### What to work on:
a - List each distinct dollar amount that appears in the forum thread on team lead base pay below, once apiece.
b - In the pay thread below, write out the part that opens with the words containing "I was told $20, but" and closes with "at $20 though lol.", word for word.

### Passage given:
━━━━━━━━

# TL/PG45 Base Pay Increase



## BackupTL

Any TLs/PG45s get notified of the base pay increases yet? My location just jumped from $19 starting to $21.50. Any location's base pays different? My ETL-HR mentioned that he saw some locations at $20.50...

Thoughts? Our HRBP said it's for TL retention/staying competitive, among other things. They probably noticed lots of TLs jumping ship at $19.


----------



## vyrt

Haven’t heard anything yet at my store.


----------



## Far from newbie

Just got bumped from 19. to $20.50 -
I hope that isn’t STARTING rate cause I’m a key carrier & been TL for MORE than a dozen years, sure would feel bad if a brand new TL with half the expectations put on me was at the same !


----------



## Ashfromoldsite

That’s the way they’ve always done things.


----------



## StyleStar

Far from newbie said:


> Just got bumped from 19. to $20.50 -
> I hope that isn’t STARTING rate cause I’m a key carrier & been TL for MORE than a dozen years, sure would feel bad if a brand new TL with half the expectations put on me was at the same !


Yes... its starting wage now for team lead now.


----------



## StyleMaven1

Is it showing in Workday yet? My store is transitioning in a new HR ETL so I haven't heard anything official.


----------



## sunnydays

its relative to different markets, minimum wages, etc but yes the base wage has gone up in the vast majority of markets and should be retroactive to 5/30

on one hand a bit steamed to lose my raise but otoh i make more money now so idgaf


----------



## StyleStar

It prob. depends on pay cycles, it went into effect for us 5/23.


----------



## Times Up

Far from newbie said:


> Just got bumped from 19. to $20.50 -
> I hope that isn’t STARTING rate cause I’m a key carrier & been TL for MORE than a dozen years,



Dozen years to get to $19.....OUCH 🤕


----------



## rog the dog

I was told $20, but I see pretty much everyone else saying $20.50. With you saying $21.50? Idk, seems like it ranges.

Would suck if my market got the short end at $20 though lol.


----------



## Dream Baby

So if you are a TL making $20.49 with years of experience does that mean you will now make $20.50?

So now a TL will know how to feels when they reset are pay rates and the new hires get as much as those that have been there for years.


----------



## rog the dog

Dream Baby said:


> So if you are a TL making $20.49 with years of experience does that mean you will now make $20.50?
> 
> So now a TL will know how to feels when they reset are pay rates and the new hires get as much as those that have been there for years.



Target has been doing this for all hourly paygrades for awhile.

Also, TLs are not your enemy. We are literally not involved with any major store or district level decisions, we just do what we are told to do.

━━━━━━━━

### Entries provided:
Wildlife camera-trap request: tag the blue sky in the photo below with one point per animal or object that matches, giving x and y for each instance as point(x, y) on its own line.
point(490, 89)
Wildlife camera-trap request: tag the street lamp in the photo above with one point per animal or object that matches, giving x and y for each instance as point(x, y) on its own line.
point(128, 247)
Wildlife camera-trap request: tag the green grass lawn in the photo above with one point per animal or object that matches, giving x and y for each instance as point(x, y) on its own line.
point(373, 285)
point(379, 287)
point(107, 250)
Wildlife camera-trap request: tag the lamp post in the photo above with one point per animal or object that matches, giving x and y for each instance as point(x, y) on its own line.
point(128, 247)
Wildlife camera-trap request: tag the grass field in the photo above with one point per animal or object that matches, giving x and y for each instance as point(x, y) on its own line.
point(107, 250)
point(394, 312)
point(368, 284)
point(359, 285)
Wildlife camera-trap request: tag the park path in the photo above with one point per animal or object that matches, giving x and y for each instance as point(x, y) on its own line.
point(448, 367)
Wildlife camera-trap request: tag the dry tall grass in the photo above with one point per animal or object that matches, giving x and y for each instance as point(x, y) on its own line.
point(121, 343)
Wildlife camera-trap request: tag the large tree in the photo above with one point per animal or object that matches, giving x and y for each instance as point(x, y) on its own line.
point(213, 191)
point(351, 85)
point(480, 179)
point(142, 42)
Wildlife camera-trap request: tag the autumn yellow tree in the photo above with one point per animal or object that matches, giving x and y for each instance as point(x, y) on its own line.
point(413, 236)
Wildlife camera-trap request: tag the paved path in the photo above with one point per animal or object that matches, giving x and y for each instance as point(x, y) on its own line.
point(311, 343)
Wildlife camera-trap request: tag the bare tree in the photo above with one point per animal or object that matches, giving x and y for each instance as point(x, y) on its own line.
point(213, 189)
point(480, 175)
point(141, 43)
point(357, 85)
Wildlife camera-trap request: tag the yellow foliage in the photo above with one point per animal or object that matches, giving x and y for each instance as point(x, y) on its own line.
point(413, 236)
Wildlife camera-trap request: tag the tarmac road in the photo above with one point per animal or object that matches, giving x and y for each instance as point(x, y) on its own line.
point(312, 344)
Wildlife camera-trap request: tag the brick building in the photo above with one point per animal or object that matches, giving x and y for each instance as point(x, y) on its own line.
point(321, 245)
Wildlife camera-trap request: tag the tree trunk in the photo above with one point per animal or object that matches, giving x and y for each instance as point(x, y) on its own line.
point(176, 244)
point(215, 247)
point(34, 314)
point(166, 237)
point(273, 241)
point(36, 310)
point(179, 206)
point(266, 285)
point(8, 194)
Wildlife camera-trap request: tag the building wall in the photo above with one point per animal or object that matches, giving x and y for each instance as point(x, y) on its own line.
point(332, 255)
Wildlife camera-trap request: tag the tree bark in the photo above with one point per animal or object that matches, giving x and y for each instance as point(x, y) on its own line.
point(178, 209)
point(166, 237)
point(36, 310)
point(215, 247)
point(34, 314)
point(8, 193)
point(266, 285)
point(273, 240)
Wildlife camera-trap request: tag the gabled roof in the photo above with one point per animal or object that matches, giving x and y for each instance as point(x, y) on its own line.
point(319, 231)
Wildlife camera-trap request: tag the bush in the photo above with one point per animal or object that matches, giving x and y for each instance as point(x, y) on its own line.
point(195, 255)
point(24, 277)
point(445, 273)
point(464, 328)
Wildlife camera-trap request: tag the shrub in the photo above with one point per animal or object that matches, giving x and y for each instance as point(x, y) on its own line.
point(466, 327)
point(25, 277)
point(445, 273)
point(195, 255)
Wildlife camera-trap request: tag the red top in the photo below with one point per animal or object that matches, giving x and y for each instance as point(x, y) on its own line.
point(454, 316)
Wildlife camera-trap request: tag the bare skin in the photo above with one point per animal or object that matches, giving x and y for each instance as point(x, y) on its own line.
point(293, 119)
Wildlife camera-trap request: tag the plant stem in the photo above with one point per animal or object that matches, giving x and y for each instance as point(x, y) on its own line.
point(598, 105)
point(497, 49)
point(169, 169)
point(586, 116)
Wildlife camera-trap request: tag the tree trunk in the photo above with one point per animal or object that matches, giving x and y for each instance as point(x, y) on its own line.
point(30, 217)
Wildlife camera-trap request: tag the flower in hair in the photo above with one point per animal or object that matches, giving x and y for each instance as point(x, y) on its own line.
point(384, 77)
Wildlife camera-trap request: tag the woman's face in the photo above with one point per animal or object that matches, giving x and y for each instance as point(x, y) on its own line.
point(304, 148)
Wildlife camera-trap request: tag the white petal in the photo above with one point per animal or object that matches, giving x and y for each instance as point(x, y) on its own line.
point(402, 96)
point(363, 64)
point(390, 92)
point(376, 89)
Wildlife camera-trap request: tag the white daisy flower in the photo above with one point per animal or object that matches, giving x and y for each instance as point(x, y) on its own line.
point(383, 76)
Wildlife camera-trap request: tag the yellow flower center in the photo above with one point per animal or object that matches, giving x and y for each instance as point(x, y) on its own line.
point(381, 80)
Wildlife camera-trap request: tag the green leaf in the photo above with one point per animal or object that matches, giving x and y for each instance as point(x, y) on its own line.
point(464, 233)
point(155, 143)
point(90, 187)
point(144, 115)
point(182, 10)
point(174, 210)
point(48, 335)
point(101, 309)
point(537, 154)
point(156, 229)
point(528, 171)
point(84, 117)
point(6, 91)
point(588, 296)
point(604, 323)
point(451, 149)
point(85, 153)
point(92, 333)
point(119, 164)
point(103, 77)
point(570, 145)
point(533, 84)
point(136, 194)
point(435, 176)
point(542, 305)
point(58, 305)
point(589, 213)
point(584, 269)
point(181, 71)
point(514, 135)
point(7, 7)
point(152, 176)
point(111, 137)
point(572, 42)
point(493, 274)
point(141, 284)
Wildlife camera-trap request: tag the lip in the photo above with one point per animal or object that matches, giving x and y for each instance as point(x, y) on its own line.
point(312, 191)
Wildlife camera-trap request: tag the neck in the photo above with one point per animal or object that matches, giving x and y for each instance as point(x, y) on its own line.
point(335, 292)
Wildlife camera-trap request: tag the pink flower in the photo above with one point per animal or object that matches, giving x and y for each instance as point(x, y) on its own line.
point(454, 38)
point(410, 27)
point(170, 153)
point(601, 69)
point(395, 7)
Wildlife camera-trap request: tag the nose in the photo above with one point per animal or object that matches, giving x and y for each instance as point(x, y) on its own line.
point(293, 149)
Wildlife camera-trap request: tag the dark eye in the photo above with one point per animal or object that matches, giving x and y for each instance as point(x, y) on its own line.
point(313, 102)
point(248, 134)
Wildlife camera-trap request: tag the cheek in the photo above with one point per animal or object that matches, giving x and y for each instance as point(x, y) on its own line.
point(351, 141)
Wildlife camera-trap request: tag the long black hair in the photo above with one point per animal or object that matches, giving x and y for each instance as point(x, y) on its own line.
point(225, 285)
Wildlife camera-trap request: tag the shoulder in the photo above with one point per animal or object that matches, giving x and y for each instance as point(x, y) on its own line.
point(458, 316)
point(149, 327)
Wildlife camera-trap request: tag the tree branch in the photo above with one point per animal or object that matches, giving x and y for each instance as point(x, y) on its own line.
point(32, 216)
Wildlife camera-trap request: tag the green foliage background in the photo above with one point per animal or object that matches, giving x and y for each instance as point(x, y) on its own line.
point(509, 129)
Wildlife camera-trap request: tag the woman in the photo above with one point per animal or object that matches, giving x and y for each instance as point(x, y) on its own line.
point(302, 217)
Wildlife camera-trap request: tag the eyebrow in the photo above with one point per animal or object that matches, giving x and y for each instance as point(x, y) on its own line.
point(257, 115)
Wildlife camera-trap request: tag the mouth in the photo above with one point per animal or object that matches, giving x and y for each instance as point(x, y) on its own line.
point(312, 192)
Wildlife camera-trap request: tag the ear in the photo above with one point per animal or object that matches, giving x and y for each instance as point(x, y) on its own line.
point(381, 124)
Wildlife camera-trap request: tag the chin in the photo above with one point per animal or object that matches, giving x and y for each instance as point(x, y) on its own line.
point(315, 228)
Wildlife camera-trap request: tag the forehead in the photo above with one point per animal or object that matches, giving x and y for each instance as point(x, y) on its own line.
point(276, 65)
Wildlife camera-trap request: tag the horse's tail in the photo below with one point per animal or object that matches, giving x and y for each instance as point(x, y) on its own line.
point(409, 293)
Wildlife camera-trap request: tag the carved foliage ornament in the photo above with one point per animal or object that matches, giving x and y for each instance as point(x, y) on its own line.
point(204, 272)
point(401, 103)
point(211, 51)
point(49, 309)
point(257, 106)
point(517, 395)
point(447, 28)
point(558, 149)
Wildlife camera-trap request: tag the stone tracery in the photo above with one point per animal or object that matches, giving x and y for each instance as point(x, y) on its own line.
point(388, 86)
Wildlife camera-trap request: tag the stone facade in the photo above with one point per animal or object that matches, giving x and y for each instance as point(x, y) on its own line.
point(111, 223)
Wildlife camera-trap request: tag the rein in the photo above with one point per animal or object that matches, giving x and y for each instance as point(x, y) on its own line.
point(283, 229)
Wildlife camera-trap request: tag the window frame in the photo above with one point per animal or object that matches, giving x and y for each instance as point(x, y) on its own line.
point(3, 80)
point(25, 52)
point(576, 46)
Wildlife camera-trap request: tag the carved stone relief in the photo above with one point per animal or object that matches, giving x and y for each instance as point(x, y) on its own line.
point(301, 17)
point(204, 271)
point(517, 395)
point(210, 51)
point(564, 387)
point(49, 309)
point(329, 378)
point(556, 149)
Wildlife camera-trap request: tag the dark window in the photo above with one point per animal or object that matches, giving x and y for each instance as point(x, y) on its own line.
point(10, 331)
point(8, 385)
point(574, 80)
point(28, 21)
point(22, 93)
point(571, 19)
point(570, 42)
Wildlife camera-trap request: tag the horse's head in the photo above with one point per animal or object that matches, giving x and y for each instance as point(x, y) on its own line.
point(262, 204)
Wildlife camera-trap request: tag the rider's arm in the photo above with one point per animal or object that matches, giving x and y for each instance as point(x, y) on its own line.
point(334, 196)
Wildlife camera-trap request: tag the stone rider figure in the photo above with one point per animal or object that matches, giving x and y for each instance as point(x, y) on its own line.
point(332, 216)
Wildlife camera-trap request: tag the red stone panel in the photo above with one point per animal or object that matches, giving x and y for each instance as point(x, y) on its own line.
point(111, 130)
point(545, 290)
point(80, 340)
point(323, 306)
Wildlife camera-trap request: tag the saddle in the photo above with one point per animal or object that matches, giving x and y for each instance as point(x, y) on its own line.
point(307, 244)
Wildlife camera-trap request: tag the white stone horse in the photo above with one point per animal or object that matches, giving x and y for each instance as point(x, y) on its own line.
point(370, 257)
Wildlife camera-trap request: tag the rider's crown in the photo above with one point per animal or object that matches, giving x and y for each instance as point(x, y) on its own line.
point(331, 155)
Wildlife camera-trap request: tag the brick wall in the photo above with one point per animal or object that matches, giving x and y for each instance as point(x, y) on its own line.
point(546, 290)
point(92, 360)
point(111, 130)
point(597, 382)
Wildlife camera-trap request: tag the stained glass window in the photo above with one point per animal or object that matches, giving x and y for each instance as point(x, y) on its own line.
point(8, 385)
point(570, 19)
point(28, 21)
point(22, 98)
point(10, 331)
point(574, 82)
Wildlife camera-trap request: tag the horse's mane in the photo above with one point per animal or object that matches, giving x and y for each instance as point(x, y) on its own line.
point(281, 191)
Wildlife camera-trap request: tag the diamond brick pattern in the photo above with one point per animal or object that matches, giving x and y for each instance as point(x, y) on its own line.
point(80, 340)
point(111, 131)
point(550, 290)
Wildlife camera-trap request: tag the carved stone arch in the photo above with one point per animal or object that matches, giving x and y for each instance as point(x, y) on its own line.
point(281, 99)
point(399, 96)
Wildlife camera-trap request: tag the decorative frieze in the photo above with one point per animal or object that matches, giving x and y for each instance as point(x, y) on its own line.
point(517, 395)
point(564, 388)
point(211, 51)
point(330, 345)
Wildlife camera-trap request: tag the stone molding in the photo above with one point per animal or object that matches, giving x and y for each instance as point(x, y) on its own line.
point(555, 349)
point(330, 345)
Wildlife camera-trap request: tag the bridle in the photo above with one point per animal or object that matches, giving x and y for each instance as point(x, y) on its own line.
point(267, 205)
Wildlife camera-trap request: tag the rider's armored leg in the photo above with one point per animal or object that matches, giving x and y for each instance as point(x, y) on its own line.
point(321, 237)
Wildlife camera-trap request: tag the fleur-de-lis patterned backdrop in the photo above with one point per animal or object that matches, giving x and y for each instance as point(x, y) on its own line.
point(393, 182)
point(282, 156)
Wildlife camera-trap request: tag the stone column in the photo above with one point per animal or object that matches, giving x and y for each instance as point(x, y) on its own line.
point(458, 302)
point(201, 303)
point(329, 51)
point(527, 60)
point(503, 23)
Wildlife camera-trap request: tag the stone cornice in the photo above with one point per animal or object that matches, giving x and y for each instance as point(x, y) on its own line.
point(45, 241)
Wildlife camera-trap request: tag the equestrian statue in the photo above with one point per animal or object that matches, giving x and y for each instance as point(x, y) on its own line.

━━━━━━━━

### Answers for the tasks:
a - $19, $21.50, $20.50, $20, $20.49

b -
I was told $20, but I see pretty much everyone else saying $20.50. With you saying $21.50? Idk, seems like it ranges.

Would suck if my market got the short end at $20 though lol.